BEGIN Provided material

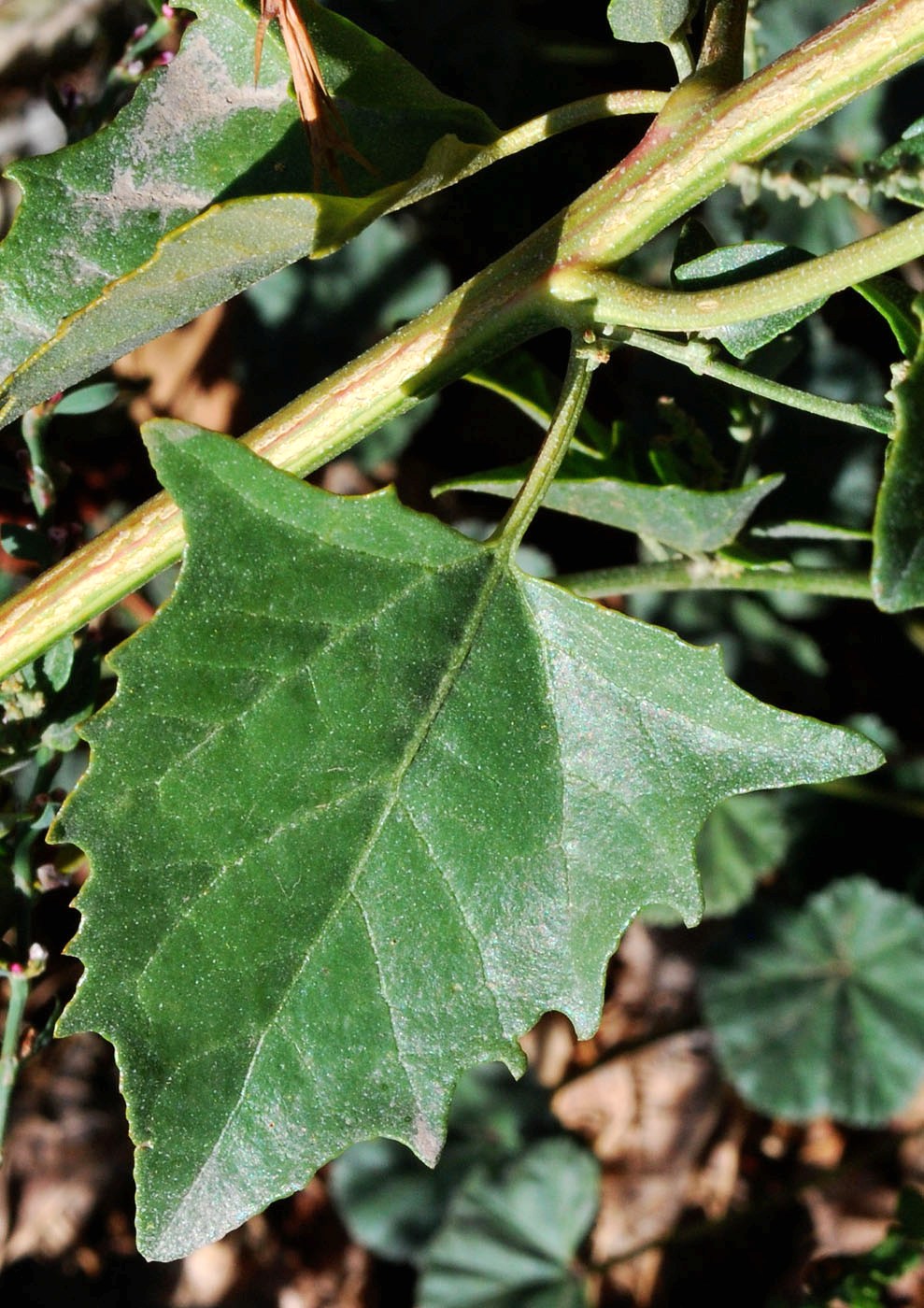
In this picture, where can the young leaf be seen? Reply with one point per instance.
(104, 245)
(511, 1236)
(826, 1014)
(648, 20)
(366, 803)
(689, 520)
(898, 529)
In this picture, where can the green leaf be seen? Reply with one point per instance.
(825, 1016)
(531, 388)
(392, 1205)
(898, 527)
(368, 802)
(894, 300)
(648, 20)
(689, 520)
(742, 841)
(904, 161)
(722, 267)
(105, 252)
(511, 1236)
(87, 399)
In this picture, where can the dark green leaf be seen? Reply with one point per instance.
(648, 20)
(894, 300)
(391, 1203)
(104, 252)
(724, 267)
(366, 803)
(88, 399)
(744, 840)
(689, 520)
(825, 1016)
(509, 1236)
(521, 379)
(904, 161)
(898, 529)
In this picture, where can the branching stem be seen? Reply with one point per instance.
(718, 575)
(581, 365)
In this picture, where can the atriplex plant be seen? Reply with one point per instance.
(430, 791)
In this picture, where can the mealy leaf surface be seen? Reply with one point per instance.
(368, 802)
(199, 187)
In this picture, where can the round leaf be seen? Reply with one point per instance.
(825, 1014)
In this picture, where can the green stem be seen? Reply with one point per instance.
(9, 1059)
(698, 356)
(718, 575)
(509, 532)
(691, 146)
(609, 298)
(685, 156)
(564, 120)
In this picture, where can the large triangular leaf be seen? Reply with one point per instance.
(104, 248)
(511, 1233)
(368, 802)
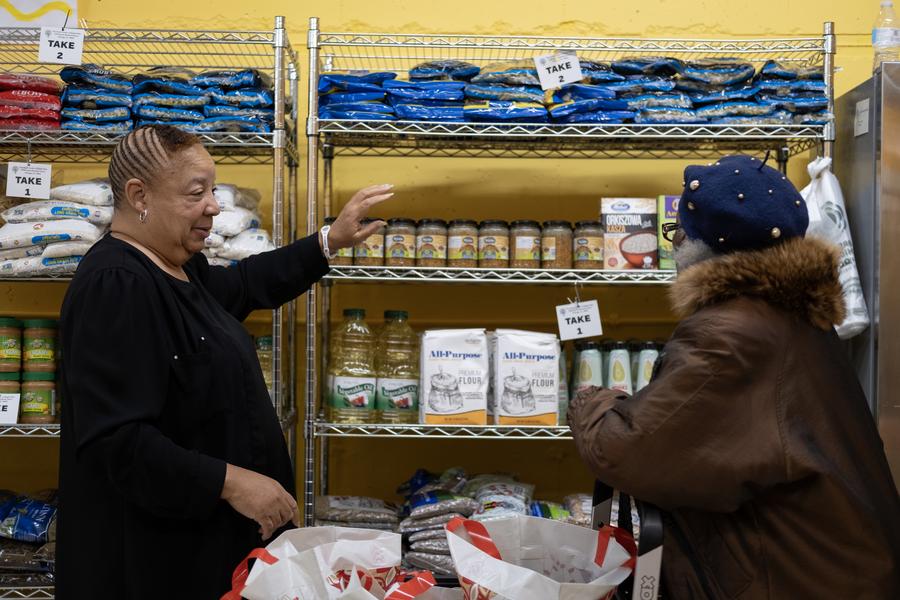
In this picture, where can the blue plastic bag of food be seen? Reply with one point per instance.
(648, 65)
(449, 69)
(96, 76)
(669, 100)
(445, 91)
(612, 117)
(222, 110)
(512, 72)
(97, 115)
(161, 113)
(26, 520)
(233, 124)
(663, 116)
(232, 79)
(735, 109)
(244, 98)
(94, 97)
(780, 70)
(719, 71)
(111, 126)
(354, 115)
(518, 93)
(420, 112)
(501, 110)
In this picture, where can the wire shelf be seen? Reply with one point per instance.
(30, 431)
(359, 274)
(323, 429)
(28, 592)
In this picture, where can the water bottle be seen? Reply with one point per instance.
(886, 36)
(397, 367)
(352, 370)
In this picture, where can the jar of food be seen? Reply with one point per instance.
(10, 345)
(344, 256)
(493, 245)
(370, 252)
(525, 245)
(38, 402)
(587, 248)
(400, 243)
(39, 345)
(462, 243)
(556, 245)
(431, 243)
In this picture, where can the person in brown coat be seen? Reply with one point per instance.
(754, 435)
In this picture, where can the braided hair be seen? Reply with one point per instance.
(143, 153)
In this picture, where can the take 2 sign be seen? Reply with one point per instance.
(28, 180)
(61, 46)
(558, 69)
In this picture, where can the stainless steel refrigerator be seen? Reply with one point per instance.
(867, 163)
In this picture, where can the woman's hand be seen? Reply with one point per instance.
(347, 229)
(259, 498)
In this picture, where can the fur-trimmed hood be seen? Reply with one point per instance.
(800, 275)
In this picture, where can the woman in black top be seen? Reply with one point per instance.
(173, 465)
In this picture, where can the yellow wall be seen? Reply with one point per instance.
(472, 188)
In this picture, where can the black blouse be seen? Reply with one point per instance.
(160, 388)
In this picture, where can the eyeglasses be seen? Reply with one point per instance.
(669, 230)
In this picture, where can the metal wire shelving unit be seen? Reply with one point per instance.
(328, 139)
(131, 51)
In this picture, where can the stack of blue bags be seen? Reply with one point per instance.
(232, 101)
(644, 90)
(95, 99)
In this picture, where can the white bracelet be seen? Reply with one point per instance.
(324, 237)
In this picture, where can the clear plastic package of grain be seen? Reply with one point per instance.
(455, 372)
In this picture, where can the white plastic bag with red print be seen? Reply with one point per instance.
(527, 558)
(325, 563)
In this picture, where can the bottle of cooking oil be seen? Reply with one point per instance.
(352, 370)
(397, 365)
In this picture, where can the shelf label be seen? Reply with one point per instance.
(28, 180)
(9, 409)
(579, 320)
(556, 70)
(61, 46)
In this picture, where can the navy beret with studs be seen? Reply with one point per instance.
(738, 203)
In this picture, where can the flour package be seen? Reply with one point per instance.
(50, 210)
(455, 371)
(95, 192)
(13, 235)
(828, 221)
(526, 378)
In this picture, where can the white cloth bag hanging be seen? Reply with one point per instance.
(828, 221)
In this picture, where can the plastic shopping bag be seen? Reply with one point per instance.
(528, 558)
(828, 220)
(329, 563)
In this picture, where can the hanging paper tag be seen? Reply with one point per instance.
(28, 180)
(556, 70)
(61, 46)
(579, 320)
(9, 409)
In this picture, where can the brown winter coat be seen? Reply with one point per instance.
(756, 437)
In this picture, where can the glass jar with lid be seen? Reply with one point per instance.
(400, 243)
(10, 345)
(587, 247)
(344, 256)
(493, 245)
(431, 243)
(370, 252)
(525, 245)
(556, 245)
(462, 243)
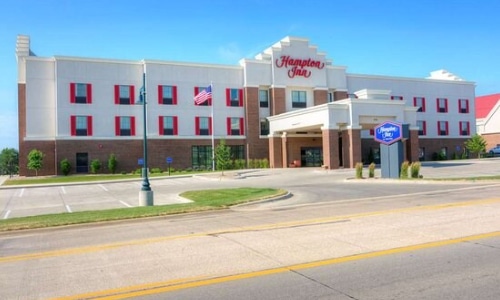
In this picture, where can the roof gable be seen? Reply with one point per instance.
(484, 104)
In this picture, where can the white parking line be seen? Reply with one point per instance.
(7, 213)
(126, 204)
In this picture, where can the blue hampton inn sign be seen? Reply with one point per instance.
(388, 132)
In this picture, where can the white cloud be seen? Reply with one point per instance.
(230, 53)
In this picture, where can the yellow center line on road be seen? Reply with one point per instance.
(165, 287)
(96, 248)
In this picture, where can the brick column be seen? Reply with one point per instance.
(275, 160)
(320, 97)
(412, 145)
(331, 148)
(351, 144)
(284, 150)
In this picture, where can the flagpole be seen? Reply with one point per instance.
(213, 128)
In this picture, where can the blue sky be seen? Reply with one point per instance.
(387, 37)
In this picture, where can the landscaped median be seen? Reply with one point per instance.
(203, 200)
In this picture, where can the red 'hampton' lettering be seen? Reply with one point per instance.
(297, 66)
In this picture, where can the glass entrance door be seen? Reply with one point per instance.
(311, 156)
(82, 163)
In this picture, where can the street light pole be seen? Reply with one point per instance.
(145, 194)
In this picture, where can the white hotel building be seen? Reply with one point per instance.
(289, 104)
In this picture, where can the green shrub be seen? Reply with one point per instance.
(156, 170)
(65, 167)
(359, 170)
(371, 170)
(415, 170)
(95, 166)
(404, 169)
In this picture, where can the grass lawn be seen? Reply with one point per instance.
(202, 201)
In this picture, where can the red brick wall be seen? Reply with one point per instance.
(331, 148)
(277, 103)
(351, 145)
(275, 152)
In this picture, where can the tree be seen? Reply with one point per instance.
(35, 160)
(9, 161)
(476, 144)
(112, 163)
(222, 156)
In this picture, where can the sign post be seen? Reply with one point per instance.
(390, 135)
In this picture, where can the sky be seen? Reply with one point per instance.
(408, 38)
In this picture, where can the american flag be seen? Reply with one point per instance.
(203, 95)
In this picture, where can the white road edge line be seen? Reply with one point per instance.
(125, 203)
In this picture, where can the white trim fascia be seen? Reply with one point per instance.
(409, 79)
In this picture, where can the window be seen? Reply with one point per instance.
(125, 126)
(420, 103)
(264, 127)
(201, 157)
(81, 125)
(464, 128)
(442, 127)
(263, 98)
(463, 106)
(442, 105)
(167, 125)
(197, 90)
(299, 99)
(124, 94)
(80, 93)
(422, 130)
(203, 125)
(167, 94)
(234, 97)
(235, 126)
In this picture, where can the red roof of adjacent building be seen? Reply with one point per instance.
(484, 104)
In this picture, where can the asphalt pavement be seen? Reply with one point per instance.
(306, 186)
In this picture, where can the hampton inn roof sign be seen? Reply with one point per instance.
(297, 66)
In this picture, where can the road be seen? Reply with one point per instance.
(354, 239)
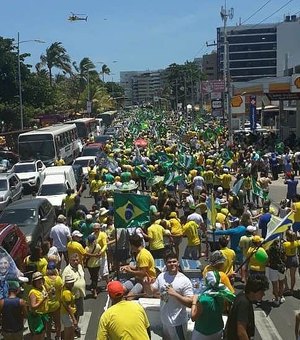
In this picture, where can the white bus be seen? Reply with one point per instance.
(48, 143)
(86, 127)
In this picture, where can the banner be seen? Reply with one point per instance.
(131, 210)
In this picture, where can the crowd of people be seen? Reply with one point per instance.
(206, 195)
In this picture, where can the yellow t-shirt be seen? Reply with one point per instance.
(114, 326)
(253, 263)
(190, 229)
(144, 259)
(76, 247)
(176, 227)
(41, 264)
(102, 241)
(42, 308)
(290, 248)
(223, 277)
(54, 287)
(156, 234)
(229, 254)
(296, 208)
(67, 299)
(226, 181)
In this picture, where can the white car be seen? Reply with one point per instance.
(84, 161)
(30, 174)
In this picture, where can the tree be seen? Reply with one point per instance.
(105, 70)
(55, 56)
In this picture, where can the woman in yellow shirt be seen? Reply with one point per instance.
(38, 307)
(290, 248)
(53, 285)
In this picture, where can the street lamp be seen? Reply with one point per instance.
(19, 75)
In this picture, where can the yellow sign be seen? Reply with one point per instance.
(236, 101)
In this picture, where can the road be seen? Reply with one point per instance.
(271, 323)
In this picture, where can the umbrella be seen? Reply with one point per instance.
(140, 142)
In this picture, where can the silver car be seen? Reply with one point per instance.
(11, 189)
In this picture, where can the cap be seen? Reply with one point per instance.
(77, 233)
(115, 289)
(251, 228)
(216, 258)
(61, 218)
(51, 265)
(91, 238)
(173, 214)
(13, 285)
(257, 239)
(103, 211)
(37, 276)
(69, 279)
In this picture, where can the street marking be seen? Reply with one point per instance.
(265, 326)
(83, 324)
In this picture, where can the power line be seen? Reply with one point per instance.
(258, 10)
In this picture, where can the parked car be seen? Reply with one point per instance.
(30, 173)
(35, 217)
(11, 189)
(84, 161)
(14, 242)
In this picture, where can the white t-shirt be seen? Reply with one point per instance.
(60, 235)
(196, 218)
(198, 182)
(172, 312)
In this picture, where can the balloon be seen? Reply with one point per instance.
(261, 256)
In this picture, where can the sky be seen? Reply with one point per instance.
(129, 35)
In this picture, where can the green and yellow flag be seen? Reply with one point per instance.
(131, 210)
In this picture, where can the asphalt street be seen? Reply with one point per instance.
(271, 323)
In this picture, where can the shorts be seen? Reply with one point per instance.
(133, 286)
(66, 320)
(275, 275)
(292, 261)
(199, 336)
(79, 307)
(103, 267)
(175, 332)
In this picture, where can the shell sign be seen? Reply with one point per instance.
(236, 101)
(295, 84)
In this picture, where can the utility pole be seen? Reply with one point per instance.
(225, 15)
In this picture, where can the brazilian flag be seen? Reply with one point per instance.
(131, 210)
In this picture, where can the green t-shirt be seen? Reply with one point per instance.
(210, 320)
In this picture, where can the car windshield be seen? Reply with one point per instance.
(24, 168)
(52, 189)
(19, 216)
(83, 162)
(3, 184)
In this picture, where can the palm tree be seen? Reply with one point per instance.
(56, 56)
(105, 70)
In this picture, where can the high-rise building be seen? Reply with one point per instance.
(260, 50)
(141, 87)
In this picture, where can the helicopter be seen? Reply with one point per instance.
(77, 17)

END Provided material

§ **Problem requirements**: Exactly the lines from the one containing "In this picture, where can the green and" through the last line of the records are to be transcribed, both endpoints included.

§ **Answer box**:
In this picture, where can the green and yellow flag be seen? Reply with one point per instance.
(131, 210)
In this picture, where can the asphalt street be seen? Reply with one point per instance.
(271, 323)
In this picture, where can the shorts be seen? Reply with one point per instance.
(133, 286)
(66, 320)
(275, 275)
(292, 261)
(199, 336)
(79, 307)
(103, 267)
(175, 332)
In this picture, where can the shell sign be seen? Reply with one point per instance.
(236, 101)
(295, 84)
In this picture, where can the utility pole be seen? Reply with one point per instance.
(225, 15)
In this picture, where can the brazilian flag be seen? Reply with one point per instance.
(131, 210)
In this picture, where can the green t-shirt be seen? Reply with one point per instance.
(210, 320)
In this picture, where can the car windshield be seen? Reply with one point per instance.
(24, 168)
(52, 189)
(19, 216)
(83, 162)
(3, 184)
In this picture, where can the palm tree be seen? Reply with one point per instance.
(56, 56)
(105, 70)
In this picture, where can the high-rise building be seen? Reply with one point per instance.
(260, 50)
(141, 87)
In this picture, where can the helicopter be seen? Reply with one point per instance.
(77, 17)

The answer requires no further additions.